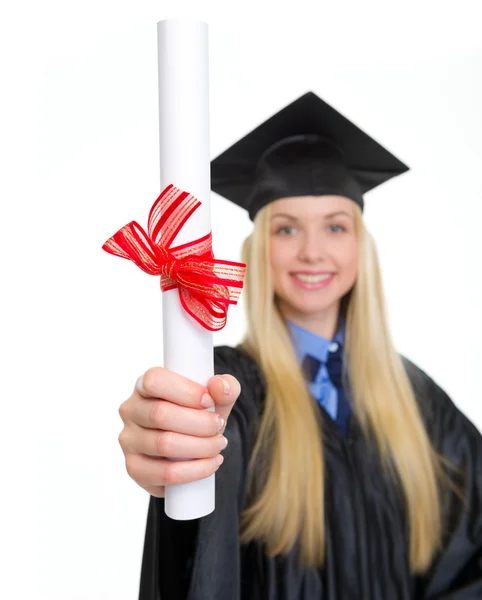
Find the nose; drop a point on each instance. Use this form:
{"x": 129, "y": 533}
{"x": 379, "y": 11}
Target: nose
{"x": 311, "y": 248}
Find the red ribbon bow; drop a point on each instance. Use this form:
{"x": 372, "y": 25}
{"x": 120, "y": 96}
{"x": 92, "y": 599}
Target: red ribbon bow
{"x": 206, "y": 286}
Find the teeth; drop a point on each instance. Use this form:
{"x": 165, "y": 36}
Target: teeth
{"x": 312, "y": 278}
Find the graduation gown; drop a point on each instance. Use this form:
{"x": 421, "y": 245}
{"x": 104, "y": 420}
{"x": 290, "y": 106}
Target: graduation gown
{"x": 366, "y": 540}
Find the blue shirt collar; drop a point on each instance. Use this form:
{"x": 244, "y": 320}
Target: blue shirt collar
{"x": 307, "y": 342}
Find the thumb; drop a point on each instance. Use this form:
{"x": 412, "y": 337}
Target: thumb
{"x": 224, "y": 390}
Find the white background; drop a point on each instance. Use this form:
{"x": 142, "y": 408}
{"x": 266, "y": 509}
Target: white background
{"x": 79, "y": 159}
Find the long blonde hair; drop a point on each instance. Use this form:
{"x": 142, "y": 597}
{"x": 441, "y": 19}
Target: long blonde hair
{"x": 296, "y": 470}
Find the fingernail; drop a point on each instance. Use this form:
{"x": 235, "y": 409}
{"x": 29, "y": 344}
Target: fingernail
{"x": 206, "y": 401}
{"x": 139, "y": 386}
{"x": 226, "y": 386}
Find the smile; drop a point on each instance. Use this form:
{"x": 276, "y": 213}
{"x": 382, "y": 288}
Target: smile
{"x": 312, "y": 278}
{"x": 312, "y": 281}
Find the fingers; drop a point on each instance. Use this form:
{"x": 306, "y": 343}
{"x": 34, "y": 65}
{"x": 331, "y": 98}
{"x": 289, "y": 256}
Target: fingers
{"x": 224, "y": 390}
{"x": 151, "y": 472}
{"x": 162, "y": 383}
{"x": 160, "y": 414}
{"x": 169, "y": 444}
{"x": 159, "y": 491}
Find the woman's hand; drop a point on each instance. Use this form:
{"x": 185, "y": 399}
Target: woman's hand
{"x": 165, "y": 418}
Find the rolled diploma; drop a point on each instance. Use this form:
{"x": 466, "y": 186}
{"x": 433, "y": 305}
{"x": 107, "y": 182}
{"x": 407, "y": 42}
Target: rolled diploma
{"x": 183, "y": 59}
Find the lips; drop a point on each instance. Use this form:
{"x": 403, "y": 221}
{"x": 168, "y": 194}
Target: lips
{"x": 312, "y": 277}
{"x": 312, "y": 281}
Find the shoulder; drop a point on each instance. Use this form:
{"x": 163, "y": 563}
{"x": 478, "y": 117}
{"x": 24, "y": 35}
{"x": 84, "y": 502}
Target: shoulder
{"x": 241, "y": 365}
{"x": 452, "y": 433}
{"x": 237, "y": 362}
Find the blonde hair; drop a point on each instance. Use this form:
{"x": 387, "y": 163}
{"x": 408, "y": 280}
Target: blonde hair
{"x": 295, "y": 470}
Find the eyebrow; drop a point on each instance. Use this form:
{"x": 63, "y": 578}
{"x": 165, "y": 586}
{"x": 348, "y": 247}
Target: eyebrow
{"x": 328, "y": 216}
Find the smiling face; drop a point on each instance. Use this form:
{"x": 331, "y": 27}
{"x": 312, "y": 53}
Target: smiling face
{"x": 314, "y": 257}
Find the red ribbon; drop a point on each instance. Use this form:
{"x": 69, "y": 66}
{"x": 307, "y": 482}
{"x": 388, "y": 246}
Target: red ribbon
{"x": 206, "y": 286}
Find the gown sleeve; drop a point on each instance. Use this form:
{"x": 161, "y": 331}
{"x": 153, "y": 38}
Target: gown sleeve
{"x": 457, "y": 571}
{"x": 201, "y": 558}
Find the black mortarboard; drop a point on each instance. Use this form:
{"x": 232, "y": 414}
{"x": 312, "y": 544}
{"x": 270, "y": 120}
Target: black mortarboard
{"x": 306, "y": 149}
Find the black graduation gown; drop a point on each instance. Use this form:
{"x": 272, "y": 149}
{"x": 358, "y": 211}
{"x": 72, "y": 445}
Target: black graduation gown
{"x": 366, "y": 543}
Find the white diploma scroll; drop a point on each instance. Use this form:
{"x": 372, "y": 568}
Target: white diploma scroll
{"x": 183, "y": 59}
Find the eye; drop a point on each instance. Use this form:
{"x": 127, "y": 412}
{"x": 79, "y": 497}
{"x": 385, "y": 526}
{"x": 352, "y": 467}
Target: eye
{"x": 337, "y": 228}
{"x": 285, "y": 230}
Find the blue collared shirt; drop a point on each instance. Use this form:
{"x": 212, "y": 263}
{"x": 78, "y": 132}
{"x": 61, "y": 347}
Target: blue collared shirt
{"x": 305, "y": 342}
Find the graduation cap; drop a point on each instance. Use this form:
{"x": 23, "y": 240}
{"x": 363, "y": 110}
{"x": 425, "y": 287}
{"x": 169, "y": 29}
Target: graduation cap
{"x": 306, "y": 149}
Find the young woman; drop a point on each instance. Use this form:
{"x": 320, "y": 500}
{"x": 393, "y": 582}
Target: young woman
{"x": 349, "y": 473}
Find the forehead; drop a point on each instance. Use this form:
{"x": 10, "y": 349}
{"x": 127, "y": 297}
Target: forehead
{"x": 311, "y": 206}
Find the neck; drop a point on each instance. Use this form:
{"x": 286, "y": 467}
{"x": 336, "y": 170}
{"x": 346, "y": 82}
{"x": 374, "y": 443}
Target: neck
{"x": 324, "y": 324}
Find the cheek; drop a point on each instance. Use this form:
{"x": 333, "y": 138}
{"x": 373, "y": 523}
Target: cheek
{"x": 348, "y": 258}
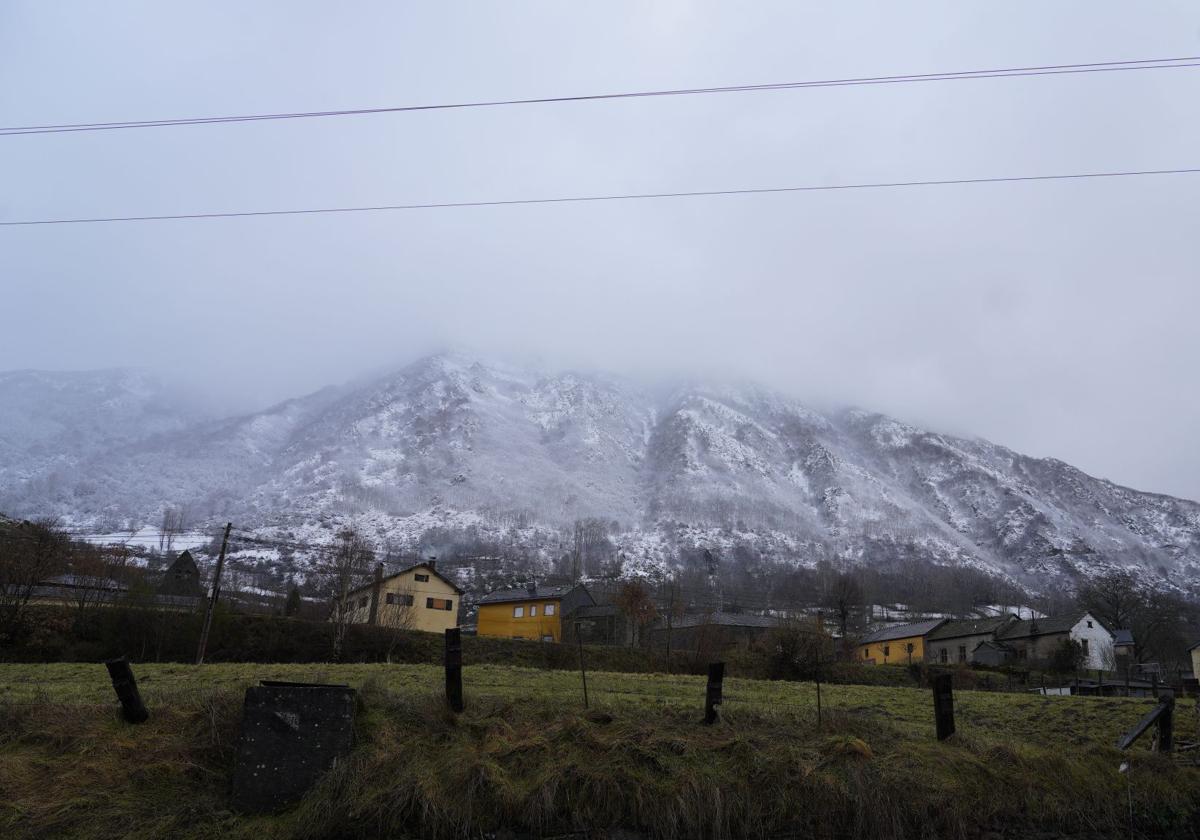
★ ★ ★ ★
→ **Task**: Copy every line from the lines above that contains the string "smile". Case counts.

→ **The reply**:
Find the smile; drop a point on each instance. Use this form:
Target: smile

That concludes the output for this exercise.